→ **Requests**:
(1) In the forum thread on string and byte slices, what is buffer pooling called in Apache 2?
(2) From the forum thread on string and byte slices, retype the part that opens with the words containing "In an I/O-intensive" and closes with "the string operations.".

→ **Selected excerpt**:
↓↓↓

The reason this is all relevant, is that to achieve real performance, you need to do something specialized for the application, and it is exceedingly rare that some pervasive solution will work.

As another example of this, you might look at Apache 2 memory-pools: again, a solution that is adapted for the particular problem, rather than trying to impose a way of doing things language-wide.

Last thought: if you intend to do this for strings, how will this work with memory-buffer reuse? Strings are supposed to be immutable: if the backing buffer is not immutable, then the string won’t be either. If the backing buffer is immutable, how can we reuse it? Reusing memory buffers (sometimes call “buffer pooling” in Java apps, and “memory pools” in Apache 2) is a critical technique for achieving performance in data-intensive applications.

2 Likes

The reason this is all relevant, is that to achieve real performance, you need to do something specialized for the application, and it is exceedingly rare that some pervasive solution will work.

Having a slice type (for bytes and arrays in general, imho) would
still be very useful in many situations, even if there are various
application-specific way to reuse the buffers themselves. Buffer pooling
is definitely good!

As another example of this, you might look at Apache 2 memory-pools: again, a solution that is adapted for the particular problem, rather than trying to impose a way of doing things language-wide.

Last thought: if you intend to do this for strings, how will this work with memory-buffer reuse? Strings are supposed to be immutable: if the backing buffer is not immutable, then the string won’t be either. If the backing buffer is immutable, how can we reuse it? Reusing memory buffers (sometimes call “buffer pooling” in Java apps, and “memory pools” in Apache 2) is a critical technique for achieving performance in data-intensive applications.

Most IO in OCaml would use bytes, right? string is just the end
product in some cases. Byte slices are useful for IOs, string slices are
useful for String.trim, finding substring occurrences, etc.

1 Like

In an I/O-intensive program, those string operations you describe are what one would call “demarshalling”. So for peak performance, you’ll want to do them on the actual byte-buffer, not on a string that you created by copying out of that byte-buffer. So if you’re serious about this slice stuff, you’d want to have a read-only byte slice type, that didn’t guarantee immutability, but did lack any operation to mutate. And that would be the type on which you’d want all the string operations.

The problem is that that type would not be what you’d want for generic string manipulation. There, you’d want … immutable strings.

This is the problem: if you want a single universal type of string, it’s going to be ill-suited for many kinds of uses.

1 Like

I would assume that a bytes slice is mutable, and a string slice
isn’t, and there would be the same kind of 0-cost conversion between
them as we currently enjoy with bytes and string.

A concrete example: say I read a CBOR value into a buffer (not
Buffer.t because it doesn’t expose a slice into its current content…
ahem), and I want to deserialize it into a tree. Or maybe iterate over
its structure SAX-style, to avoid allocating the tree.

The point of slices in this context is that, when encountering a CBOR
text or bytes value, the iterator could just return a slice into the
buffer, instead of making of copy.
Currently the only way to emulate that is to return bytes * int * int
(which allocates, and is pretty cumbersome to use because few OCaml
functions actually take this as input).

↑↑↑

→ **Provided material**:

↓↓↓

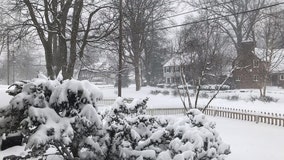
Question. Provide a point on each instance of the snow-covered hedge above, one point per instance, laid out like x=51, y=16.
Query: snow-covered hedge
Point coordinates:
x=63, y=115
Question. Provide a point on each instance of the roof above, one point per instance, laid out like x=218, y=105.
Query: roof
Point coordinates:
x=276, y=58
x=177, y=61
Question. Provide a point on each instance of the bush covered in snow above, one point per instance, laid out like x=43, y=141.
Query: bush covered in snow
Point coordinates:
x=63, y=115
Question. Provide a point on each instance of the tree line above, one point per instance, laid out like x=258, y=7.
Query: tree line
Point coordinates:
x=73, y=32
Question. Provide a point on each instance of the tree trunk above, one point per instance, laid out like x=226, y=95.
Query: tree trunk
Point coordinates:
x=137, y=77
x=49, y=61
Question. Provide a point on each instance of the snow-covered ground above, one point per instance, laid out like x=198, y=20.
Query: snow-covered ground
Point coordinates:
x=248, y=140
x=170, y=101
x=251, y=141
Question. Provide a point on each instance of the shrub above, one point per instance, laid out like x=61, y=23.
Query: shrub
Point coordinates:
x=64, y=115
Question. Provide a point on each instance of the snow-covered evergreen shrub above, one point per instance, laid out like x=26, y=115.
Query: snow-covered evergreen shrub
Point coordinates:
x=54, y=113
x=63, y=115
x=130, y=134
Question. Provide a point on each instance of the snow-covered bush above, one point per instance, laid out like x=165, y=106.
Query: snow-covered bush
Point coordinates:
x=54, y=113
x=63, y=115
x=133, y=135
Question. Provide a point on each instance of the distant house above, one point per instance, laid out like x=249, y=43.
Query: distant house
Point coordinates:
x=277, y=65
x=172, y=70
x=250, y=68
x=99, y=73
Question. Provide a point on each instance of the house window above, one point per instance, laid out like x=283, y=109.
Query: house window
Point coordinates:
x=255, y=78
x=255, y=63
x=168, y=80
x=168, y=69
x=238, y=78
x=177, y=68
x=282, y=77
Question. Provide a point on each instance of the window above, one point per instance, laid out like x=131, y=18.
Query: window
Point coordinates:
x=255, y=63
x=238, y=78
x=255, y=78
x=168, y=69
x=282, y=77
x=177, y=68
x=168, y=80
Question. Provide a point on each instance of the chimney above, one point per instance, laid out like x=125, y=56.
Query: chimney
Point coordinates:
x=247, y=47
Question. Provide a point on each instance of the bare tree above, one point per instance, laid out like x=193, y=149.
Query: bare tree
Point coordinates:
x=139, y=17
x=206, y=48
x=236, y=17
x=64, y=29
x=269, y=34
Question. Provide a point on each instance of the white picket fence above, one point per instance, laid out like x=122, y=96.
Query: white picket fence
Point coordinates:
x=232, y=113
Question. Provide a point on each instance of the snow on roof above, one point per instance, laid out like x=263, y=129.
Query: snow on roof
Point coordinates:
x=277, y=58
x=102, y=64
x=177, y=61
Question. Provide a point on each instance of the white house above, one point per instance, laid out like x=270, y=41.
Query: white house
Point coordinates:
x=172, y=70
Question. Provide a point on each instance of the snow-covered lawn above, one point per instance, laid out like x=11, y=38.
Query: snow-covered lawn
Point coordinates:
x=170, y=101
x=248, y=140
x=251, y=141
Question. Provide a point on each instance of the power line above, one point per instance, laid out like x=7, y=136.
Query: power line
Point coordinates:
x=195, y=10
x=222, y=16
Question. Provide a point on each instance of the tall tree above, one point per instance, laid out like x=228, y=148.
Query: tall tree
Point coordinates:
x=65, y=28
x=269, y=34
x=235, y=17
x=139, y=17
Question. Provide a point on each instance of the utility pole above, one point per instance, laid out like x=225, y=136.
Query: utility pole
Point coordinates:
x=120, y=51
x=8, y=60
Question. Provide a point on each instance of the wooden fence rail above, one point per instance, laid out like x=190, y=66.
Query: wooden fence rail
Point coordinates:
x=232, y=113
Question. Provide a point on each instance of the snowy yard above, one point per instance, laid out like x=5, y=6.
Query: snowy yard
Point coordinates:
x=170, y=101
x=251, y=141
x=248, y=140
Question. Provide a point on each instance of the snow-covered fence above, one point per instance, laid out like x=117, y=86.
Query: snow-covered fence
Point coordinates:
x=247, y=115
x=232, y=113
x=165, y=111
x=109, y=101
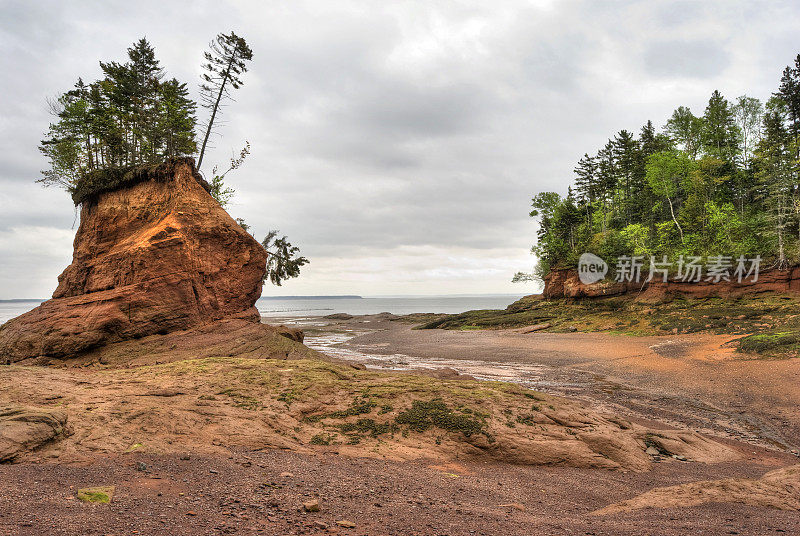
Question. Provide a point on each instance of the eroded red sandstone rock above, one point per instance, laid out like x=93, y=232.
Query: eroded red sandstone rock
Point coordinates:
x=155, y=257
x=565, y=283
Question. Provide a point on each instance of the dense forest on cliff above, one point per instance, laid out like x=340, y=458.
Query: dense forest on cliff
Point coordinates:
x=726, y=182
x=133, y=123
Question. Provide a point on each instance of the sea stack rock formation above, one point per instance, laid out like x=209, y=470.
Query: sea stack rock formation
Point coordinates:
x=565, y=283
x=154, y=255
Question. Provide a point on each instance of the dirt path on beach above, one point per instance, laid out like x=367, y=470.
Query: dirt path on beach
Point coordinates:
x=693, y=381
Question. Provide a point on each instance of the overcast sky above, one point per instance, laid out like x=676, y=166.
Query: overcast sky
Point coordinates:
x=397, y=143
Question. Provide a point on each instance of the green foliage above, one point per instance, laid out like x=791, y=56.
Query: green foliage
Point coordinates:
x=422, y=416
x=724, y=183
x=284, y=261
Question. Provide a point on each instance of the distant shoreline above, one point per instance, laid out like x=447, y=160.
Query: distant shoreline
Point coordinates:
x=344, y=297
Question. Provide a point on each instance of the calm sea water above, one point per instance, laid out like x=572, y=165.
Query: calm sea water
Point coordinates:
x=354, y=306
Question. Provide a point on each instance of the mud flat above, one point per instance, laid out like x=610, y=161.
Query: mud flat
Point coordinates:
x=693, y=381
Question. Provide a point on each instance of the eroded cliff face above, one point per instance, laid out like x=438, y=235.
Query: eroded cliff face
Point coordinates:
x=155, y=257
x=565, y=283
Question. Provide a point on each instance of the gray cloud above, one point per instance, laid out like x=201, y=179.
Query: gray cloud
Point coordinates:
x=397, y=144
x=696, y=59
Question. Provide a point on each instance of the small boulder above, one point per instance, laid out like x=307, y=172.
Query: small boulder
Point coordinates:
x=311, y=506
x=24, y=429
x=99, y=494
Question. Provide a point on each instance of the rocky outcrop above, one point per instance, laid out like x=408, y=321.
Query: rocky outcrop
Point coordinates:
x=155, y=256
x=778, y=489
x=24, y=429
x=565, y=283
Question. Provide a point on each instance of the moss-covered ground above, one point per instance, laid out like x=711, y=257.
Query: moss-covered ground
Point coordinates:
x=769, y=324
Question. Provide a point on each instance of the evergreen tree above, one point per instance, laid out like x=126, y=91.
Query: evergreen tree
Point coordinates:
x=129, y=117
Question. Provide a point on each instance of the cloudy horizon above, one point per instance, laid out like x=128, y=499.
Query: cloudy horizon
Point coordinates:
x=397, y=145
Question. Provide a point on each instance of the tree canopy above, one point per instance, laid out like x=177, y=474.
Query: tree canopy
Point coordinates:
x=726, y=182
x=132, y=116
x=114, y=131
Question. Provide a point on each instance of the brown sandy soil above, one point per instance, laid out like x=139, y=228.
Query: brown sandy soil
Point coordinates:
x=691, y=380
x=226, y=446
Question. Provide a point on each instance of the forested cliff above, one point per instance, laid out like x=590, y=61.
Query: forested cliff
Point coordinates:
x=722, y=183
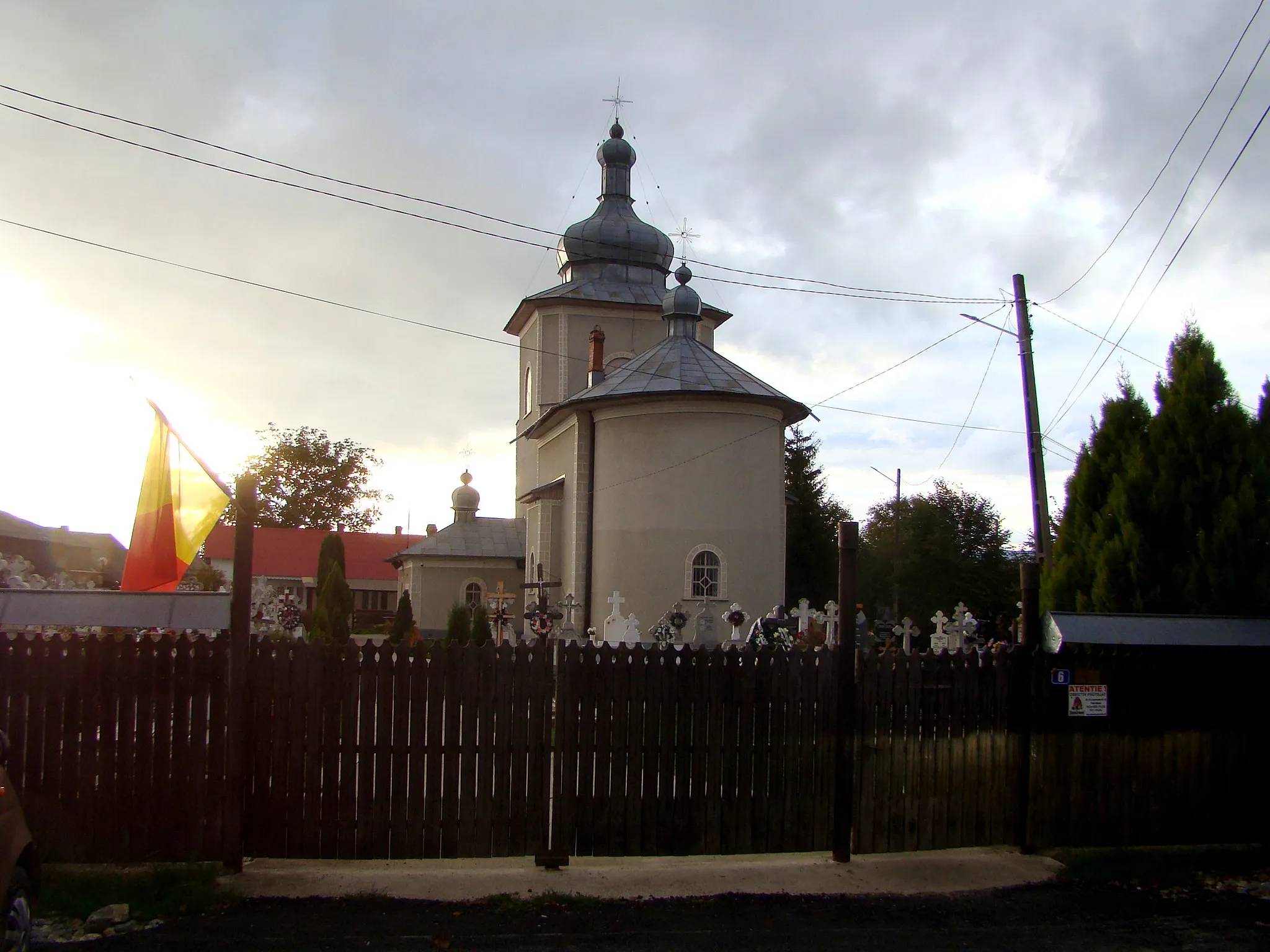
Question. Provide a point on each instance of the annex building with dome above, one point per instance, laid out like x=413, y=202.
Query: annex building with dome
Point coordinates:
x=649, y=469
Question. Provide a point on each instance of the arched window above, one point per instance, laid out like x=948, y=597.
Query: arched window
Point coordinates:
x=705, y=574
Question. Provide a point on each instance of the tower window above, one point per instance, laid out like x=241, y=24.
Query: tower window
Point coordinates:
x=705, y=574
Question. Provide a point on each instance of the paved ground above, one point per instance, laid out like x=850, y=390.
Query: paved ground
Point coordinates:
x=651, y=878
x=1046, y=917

↑↑↑

→ **Expected results**:
(1) Memory pools.

(2)
In an I/O-intensive program, those string operations you describe are what one would call “demarshalling”. So for peak performance, you’ll want to do them on the actual byte-buffer, not on a string that you created by copying out of that byte-buffer. So if you’re serious about this slice stuff, you’d want to have a read-only byte slice type, that didn’t guarantee immutability, but did lack any operation to mutate. And that would be the type on which you’d want all the string operations.